## [WRITTEN INSTRUCTION A]
Convert the records from the line containing "Where can you spot the railway" through the line containing "pixel 425 279" into a JSON list of strings, one string per line, with blank lines dropped. Leave the pictures out of the list.

## [GIVEN TEXT]
▬▬▬▬▬▬

In this letter, Roe mentions that Coryate’s ‘exercise’ at Ajmer was in ‘making or reapeating orations, principally of my lady Hartford.’ Sure enough, Walter Payton tells us that Roe’s first arrival at court had been too great an opportunity to miss. Inwardly, Roe probably cringed, as Coryate delivered a ‘long, eloquent oration’ in his honour.[77]
In September 1616, when the Mughal court prepared to move from Ajmer, Coryate packed his bags for Agra. Before leaving, however, he took the opportunity to address another oration, to the emperor, in Persian. In it, he begged a pass to enable him to travel to Samarkand. This was refused on the grounds of the danger, but Coryate was not finished. He knew that the emperor regularly gave alms to the poor: if he dressed as a ‘faqir darvish’, it was possible that he might receive a contribution towards the cost of his journey. So it proved. From his window, Jahangir threw down to him a hundred pieces of silver. Coryate knew that Roe ‘would have stopped and barracadoed all my proceeding therein’, if he had learned of his plan beforehand, so he kept his intention secret. Afterwards, he received his reproof, Roe telling him his action would
… redound some what to the dishonour of our nation, that one of our countrey should present himselfe in that beggarly and poore fashion to the King, out of an insinuating humor, to crave mony of him.

▬▬▬▬▬▬

## [GIVEN DATA]
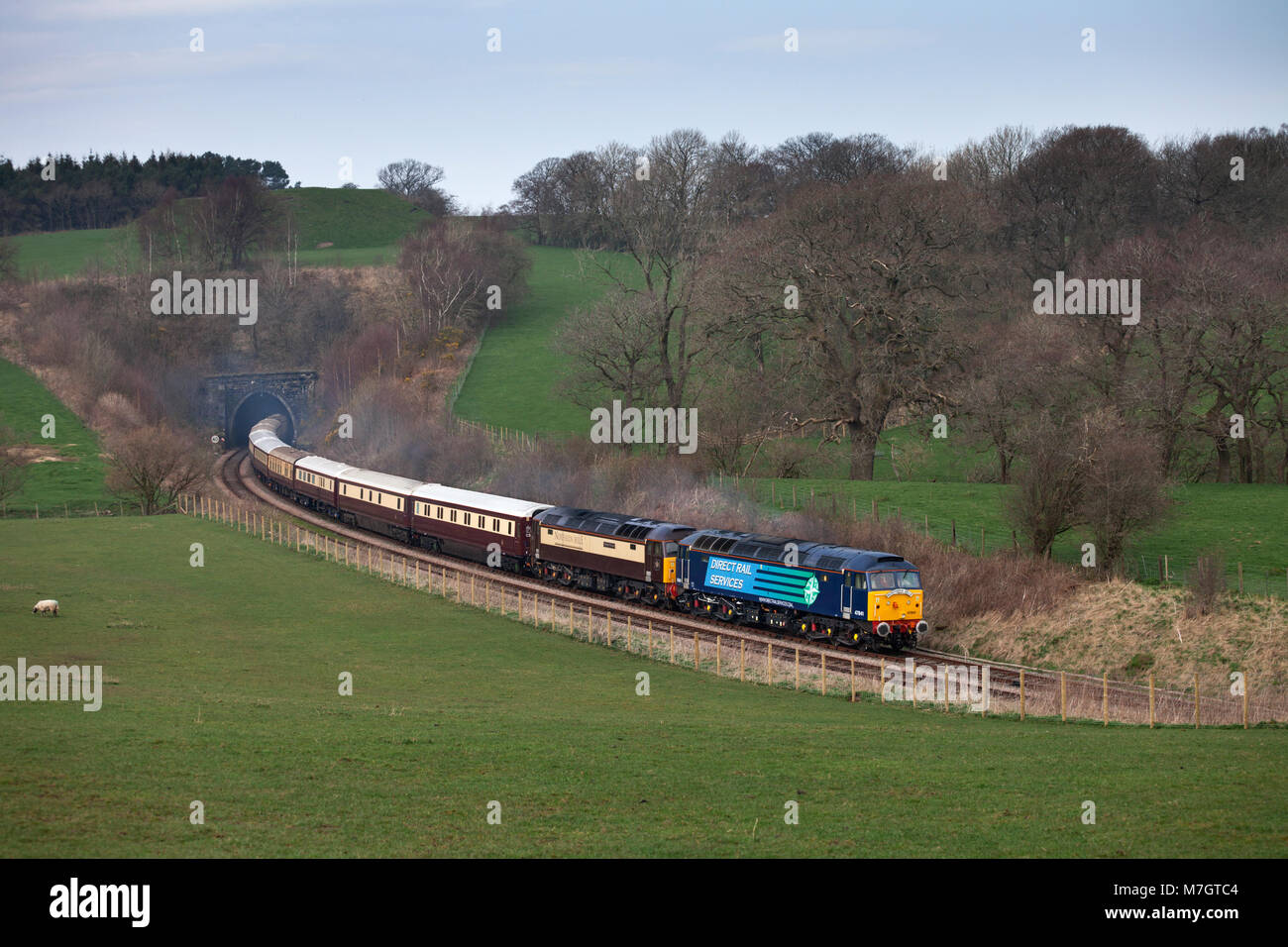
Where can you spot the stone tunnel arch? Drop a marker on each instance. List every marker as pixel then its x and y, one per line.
pixel 256 407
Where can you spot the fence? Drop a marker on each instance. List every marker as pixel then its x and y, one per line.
pixel 1149 570
pixel 943 684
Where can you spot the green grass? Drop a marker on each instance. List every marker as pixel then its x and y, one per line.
pixel 77 480
pixel 516 373
pixel 65 253
pixel 351 218
pixel 365 226
pixel 1233 517
pixel 223 688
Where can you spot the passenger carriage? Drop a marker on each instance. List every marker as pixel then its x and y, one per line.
pixel 376 501
pixel 608 552
pixel 471 525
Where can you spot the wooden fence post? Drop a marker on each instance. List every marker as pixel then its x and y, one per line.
pixel 1196 699
pixel 1151 699
pixel 1244 701
pixel 1104 694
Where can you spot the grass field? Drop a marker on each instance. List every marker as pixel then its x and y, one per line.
pixel 1231 517
pixel 223 688
pixel 515 377
pixel 65 253
pixel 76 479
pixel 364 227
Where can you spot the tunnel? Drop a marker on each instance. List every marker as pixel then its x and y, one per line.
pixel 256 407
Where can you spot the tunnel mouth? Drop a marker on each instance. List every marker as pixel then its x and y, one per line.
pixel 254 408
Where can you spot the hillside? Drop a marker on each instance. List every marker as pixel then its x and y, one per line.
pixel 362 226
pixel 65 470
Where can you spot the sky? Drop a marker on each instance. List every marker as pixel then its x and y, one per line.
pixel 317 82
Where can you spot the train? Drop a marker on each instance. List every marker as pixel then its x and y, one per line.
pixel 857 596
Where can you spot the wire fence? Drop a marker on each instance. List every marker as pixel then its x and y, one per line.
pixel 1149 570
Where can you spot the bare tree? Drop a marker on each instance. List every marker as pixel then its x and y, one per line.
pixel 232 219
pixel 408 178
pixel 154 466
pixel 1125 491
pixel 452 266
pixel 664 223
pixel 417 182
pixel 858 281
pixel 1048 484
pixel 614 343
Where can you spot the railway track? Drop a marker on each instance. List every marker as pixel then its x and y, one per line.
pixel 707 643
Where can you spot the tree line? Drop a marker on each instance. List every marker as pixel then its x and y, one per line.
pixel 836 286
pixel 110 189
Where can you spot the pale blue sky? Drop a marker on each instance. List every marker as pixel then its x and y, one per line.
pixel 308 82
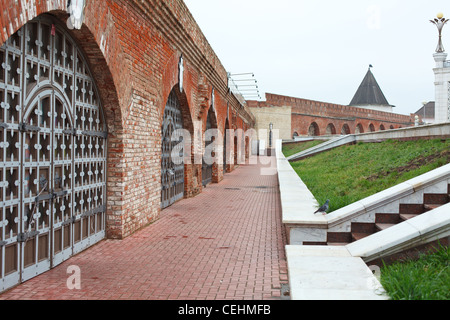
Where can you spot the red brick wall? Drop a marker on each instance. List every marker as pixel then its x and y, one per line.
pixel 306 112
pixel 133 48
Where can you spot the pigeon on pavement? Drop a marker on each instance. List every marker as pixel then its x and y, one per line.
pixel 323 209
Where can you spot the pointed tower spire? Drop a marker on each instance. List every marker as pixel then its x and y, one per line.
pixel 369 95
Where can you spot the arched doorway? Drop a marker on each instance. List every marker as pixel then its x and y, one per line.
pixel 331 129
pixel 172 171
pixel 53 135
pixel 226 140
pixel 313 130
pixel 359 129
pixel 345 129
pixel 207 162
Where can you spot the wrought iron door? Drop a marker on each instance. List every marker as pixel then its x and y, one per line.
pixel 207 165
pixel 52 151
pixel 172 172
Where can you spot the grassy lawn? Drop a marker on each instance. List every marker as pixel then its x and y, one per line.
pixel 293 148
pixel 351 173
pixel 425 279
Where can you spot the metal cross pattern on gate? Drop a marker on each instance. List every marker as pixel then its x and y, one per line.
pixel 52 152
pixel 172 173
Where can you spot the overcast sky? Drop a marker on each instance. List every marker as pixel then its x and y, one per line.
pixel 321 49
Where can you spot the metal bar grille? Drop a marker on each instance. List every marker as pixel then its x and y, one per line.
pixel 172 174
pixel 52 153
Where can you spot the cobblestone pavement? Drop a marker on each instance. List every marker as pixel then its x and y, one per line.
pixel 226 243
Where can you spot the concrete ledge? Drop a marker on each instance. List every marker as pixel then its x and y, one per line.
pixel 430 226
pixel 330 273
pixel 298 204
pixel 441 130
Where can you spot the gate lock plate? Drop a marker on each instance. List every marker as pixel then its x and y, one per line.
pixel 22 237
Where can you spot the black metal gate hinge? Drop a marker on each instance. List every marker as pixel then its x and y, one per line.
pixel 23 127
pixel 22 237
pixel 50 196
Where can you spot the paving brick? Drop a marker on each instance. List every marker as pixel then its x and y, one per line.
pixel 223 250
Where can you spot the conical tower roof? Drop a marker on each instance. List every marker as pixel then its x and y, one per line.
pixel 369 93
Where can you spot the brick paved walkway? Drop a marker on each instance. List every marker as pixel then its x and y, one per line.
pixel 226 243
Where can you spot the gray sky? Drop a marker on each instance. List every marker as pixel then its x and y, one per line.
pixel 321 49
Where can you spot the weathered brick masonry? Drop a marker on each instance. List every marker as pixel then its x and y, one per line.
pixel 337 118
pixel 133 48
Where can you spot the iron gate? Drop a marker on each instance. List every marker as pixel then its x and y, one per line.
pixel 52 152
pixel 207 165
pixel 172 172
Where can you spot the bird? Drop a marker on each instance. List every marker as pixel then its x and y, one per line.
pixel 323 209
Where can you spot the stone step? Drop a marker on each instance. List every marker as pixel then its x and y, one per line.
pixel 384 226
pixel 407 216
pixel 435 198
pixel 387 218
pixel 338 244
pixel 359 235
pixel 429 207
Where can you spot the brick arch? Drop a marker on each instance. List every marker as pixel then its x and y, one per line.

▬▬▬▬▬▬

## [WRITTEN INSTRUCTION B]
For each statement below, say whether the passage about Coryate and Roe supports it, answering yes or no and quoting the words that decide it: (i) Jahangir threw Coryate a hundred pieces of silver from his window; (ii) the emperor granted Coryate a pass to travel to Samarkand; (iii) Coryate told Roe about his plan before carrying it out.

## [CORRECT OUTPUT A]
[
  "Where can you spot the railway track? Drop a marker on each instance. List every marker as pixel then its x and y, one per line.",
  "pixel 707 643",
  "Where can you spot the tree line? Drop a marker on each instance. List every marker as pixel then its x and y, one per line.",
  "pixel 836 286",
  "pixel 110 189",
  "Where can you spot the pale blue sky? Drop a marker on each instance. List every marker as pixel then its x and y, one per line.",
  "pixel 308 82",
  "Where can you spot the red brick wall? Drop a marker on each instance. List every marker as pixel then its x and y, one per line.",
  "pixel 306 112",
  "pixel 133 48",
  "Where can you spot the pigeon on pavement? Drop a marker on each instance. List every marker as pixel then its x and y, one per line.",
  "pixel 323 209",
  "Where can you spot the pointed tower spire? Drop a marker on each instance. List every marker as pixel then its x and y, one per line.",
  "pixel 369 95",
  "Where can you spot the arched doorway? Drop a marker on each instance. List every marker as pixel then its x and y, one per line.",
  "pixel 331 129",
  "pixel 172 171",
  "pixel 53 135",
  "pixel 226 140",
  "pixel 313 130",
  "pixel 359 129",
  "pixel 345 129",
  "pixel 207 162",
  "Where can you spot the wrought iron door? Drop a marker on each instance. List every marker as pixel then its x and y, one per line.",
  "pixel 207 165",
  "pixel 52 151",
  "pixel 172 172",
  "Where can you spot the grassy lawn? Drop a marker on each instance. List every marker as pixel then its x and y, one per line.",
  "pixel 293 148",
  "pixel 351 173",
  "pixel 425 279"
]

## [CORRECT OUTPUT B]
(i) Yes: "From his window, Jahangir threw down to him a hundred pieces of silver."
(ii) No: "This was refused on the grounds of the danger"
(iii) No: "so he kept his intention secret."